**Trecho fornecido**
▼▼▼

Postado em 01/09/1999
O evento Luzes do Império: D. Pedro II e o Mundo Judaico mostra um lado pouco conhecido do último monarca brasileiro
Nosso segundo e último imperador foi um grande estudioso de línguas e culturas, corajoso viajante, perspicaz tradutor, desenvolto com autoridades nacionais e estrangeiras. Foi extremamente culto e ávido por saber. Causa ou conseqüência, sua condição de monarca e figura pública proporcionou o contato com diferentes culturas, dedicação a conhecimentos aprofundados e oportunidades de viagens.
Organizada pela Casa de Cultura de Israel e pelo Sesc São Paulo, a exposição Luzes do Império: D. Pedro II e o Mundo Judaico, em cartaz no Sesc Vila Mariana até 7 de setembro, utilizou essa pluralidade cultural de Dom Pedro II como ponto de partida para mostrar um interesse específico de seus estudos: a cultura judaica. A exposição traz ao público as múltiplas facetas de D. Pedro II, examinando a sensibilidade e a visão do monarca como elemento catalisador de culturas distintas, investigando o porquê de seu interesse pelo idioma hebraico e enfatizando a interligação do imperador com a comunidade e a cultura judaicas da época. "O imperador tinha forte ligação com o mundo judaico, o idioma hebraico e o hebraísmo como um todo", diz Reuven Faingold, historiador e curador da exposição.

▲▲▲

**Listagem apresentada**
▼▼▼

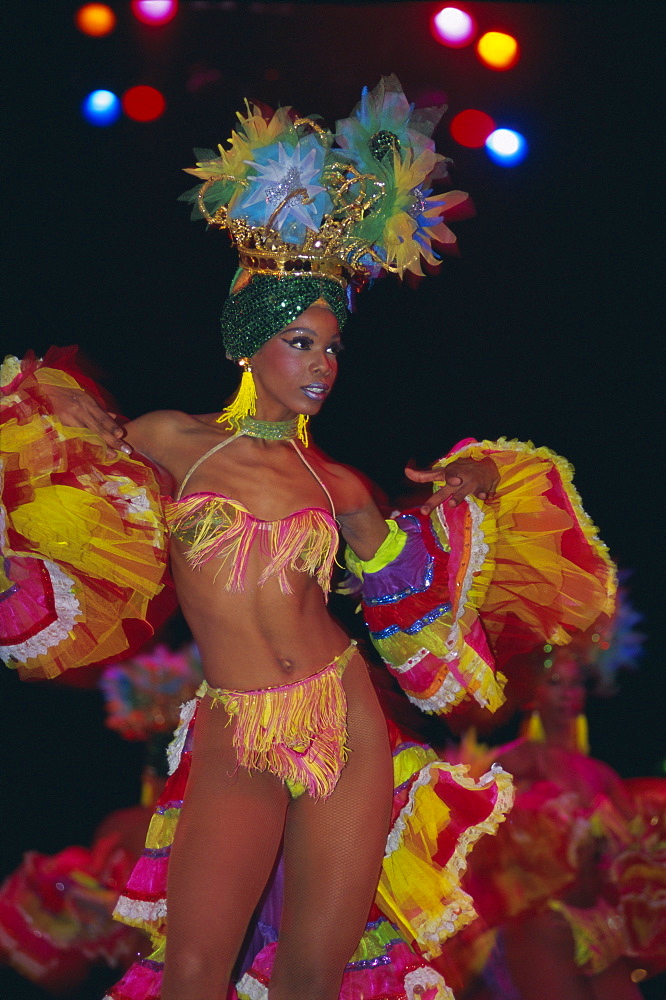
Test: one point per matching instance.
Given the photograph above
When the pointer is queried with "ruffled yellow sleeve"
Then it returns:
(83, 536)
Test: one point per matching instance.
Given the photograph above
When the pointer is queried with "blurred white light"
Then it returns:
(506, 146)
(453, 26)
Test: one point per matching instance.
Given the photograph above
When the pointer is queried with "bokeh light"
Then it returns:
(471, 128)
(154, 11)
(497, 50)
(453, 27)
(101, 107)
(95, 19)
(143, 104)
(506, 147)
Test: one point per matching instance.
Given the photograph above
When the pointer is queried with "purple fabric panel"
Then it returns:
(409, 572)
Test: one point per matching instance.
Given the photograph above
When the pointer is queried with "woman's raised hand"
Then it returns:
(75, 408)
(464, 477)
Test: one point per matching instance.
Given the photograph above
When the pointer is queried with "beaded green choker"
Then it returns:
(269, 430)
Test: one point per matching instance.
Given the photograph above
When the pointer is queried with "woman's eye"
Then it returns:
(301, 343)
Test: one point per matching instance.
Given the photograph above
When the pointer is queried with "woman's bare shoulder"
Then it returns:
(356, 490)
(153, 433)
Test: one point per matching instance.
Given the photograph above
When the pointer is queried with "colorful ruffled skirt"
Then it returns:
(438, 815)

▲▲▲

**Partes do exercício**
A) Reproduza fielmente o trecho do texto sobre D. Pedro II e o mundo judaico que começa em "Organizada pela Casa" e segue até "curador da exposição.".
B) Dê continuidade ao texto sobre D. Pedro II e o mundo judaico a partir do ponto em que ele termina.
A listagem não tem relação com o texto sobre D. Pedro II e o mundo judaico.

**Resultados do exercício**
A)
Organizada pela Casa de Cultura de Israel e pelo Sesc São Paulo, a exposição Luzes do Império: D. Pedro II e o Mundo Judaico, em cartaz no Sesc Vila Mariana até 7 de setembro, utilizou essa pluralidade cultural de Dom Pedro II como ponto de partida para mostrar um interesse específico de seus estudos: a cultura judaica. A exposição traz ao público as múltiplas facetas de D. Pedro II, examinando a sensibilidade e a visão do monarca como elemento catalisador de culturas distintas, investigando o porquê de seu interesse pelo idioma hebraico e enfatizando a interligação do imperador com a comunidade e a cultura judaicas da época. "O imperador tinha forte ligação com o mundo judaico, o idioma hebraico e o hebraísmo como um todo", diz Reuven Faingold, historiador e curador da exposição.

B)
A abertura do evento, em agosto, contou com a presença do Ministro da Cultura, Francisco Weffort, que ressaltou a importância da exposição. "Este trabalho é um reconhecimento da pluralidade de nossas origens, consolidando o caráter multicultural do Brasil. Somos negros, índios, brancos e, atenção, também somos judeus!", disse o ministro, que também lembrou a importância do Sesc e da comunidade empresarial incentivando a cultura no país.
A idéia inicial da exposição nasceu em 1995, quando uma nota divulgada na imprensa chamou a atenção de historiadores sobre uma misteriosa Torá (texto sagrado judaico) encontrada no Museu Nacional do Rio de Janeiro, na Quinta da Boa Vista, antiga residência imperial. A pedido da Casa de Cultura de Israel, o historiador Reuven Faingold e a pesquisadora Maria Luiza Tucci Carneiro começaram a analisar os manuscritos na tentativa de contextualizar a Torá na época do império e sua significação, pesquisando uma possível ligação entre ela e Dom Pedro II. Em seguida, realizaram um minucioso levantamento dos jornais da época, em busca de pistas que levassem à procedência da Torá. Diante dos resultados, os pesquisadores enxergaram algo mais que a simples descoberta de uma relíquia. O documento serviu para desvelar no monarca brasileiro uma faceta inusitada: a de admirador da cultura e língua judaicas. O embrião da exposição estava criado.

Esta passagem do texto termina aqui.